**ACTIVITY:**
Each line of the records needs to be written out exactly, with any image left out.

----- EXERCISE DATA -----

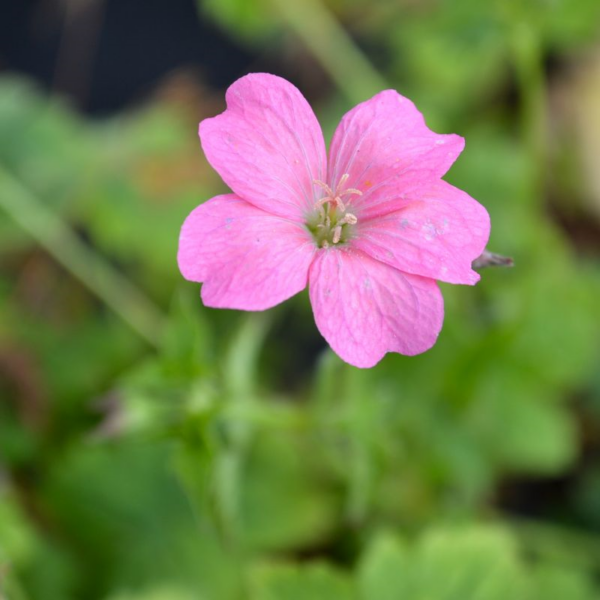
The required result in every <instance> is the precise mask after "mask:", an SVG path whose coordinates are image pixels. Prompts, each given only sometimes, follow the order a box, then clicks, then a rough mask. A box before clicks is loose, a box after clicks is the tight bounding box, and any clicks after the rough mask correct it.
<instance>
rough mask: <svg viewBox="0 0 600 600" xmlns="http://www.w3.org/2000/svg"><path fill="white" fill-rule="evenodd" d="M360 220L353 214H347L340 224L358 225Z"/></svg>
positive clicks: (343, 218)
mask: <svg viewBox="0 0 600 600" xmlns="http://www.w3.org/2000/svg"><path fill="white" fill-rule="evenodd" d="M357 223H358V219H357V218H356V217H355V216H354V215H353V214H352V213H346V214H345V215H344V218H343V219H342V220H341V221H340V222H339V224H340V225H356V224H357Z"/></svg>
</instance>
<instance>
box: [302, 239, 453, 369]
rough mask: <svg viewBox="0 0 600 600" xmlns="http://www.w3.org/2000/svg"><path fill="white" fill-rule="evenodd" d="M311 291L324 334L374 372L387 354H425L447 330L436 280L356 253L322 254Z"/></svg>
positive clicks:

-----

**OUTPUT FOR THIS EXERCISE:**
The required result in every <instance> is the precise mask after "mask:", an SVG path whose coordinates are image pixels. Prompts, each given only sometimes, follow the order a box, then clicks, then a rough mask. A box before clicks is loose, a box after clicks is the tight bounding box, and any clicks after the rough mask correct it.
<instance>
rough mask: <svg viewBox="0 0 600 600" xmlns="http://www.w3.org/2000/svg"><path fill="white" fill-rule="evenodd" d="M360 220L353 214H347L340 224L358 225Z"/></svg>
positive clicks: (343, 218)
mask: <svg viewBox="0 0 600 600" xmlns="http://www.w3.org/2000/svg"><path fill="white" fill-rule="evenodd" d="M357 223H358V219H357V218H356V217H355V216H354V215H353V214H352V213H346V214H345V215H344V218H343V219H342V220H341V221H340V222H339V224H340V225H356V224H357Z"/></svg>
</instance>
<instance>
box: [302, 239, 453, 369]
rough mask: <svg viewBox="0 0 600 600" xmlns="http://www.w3.org/2000/svg"><path fill="white" fill-rule="evenodd" d="M311 291L324 334L374 372L387 354H425L447 330L436 280L356 253L322 254Z"/></svg>
positive clicks:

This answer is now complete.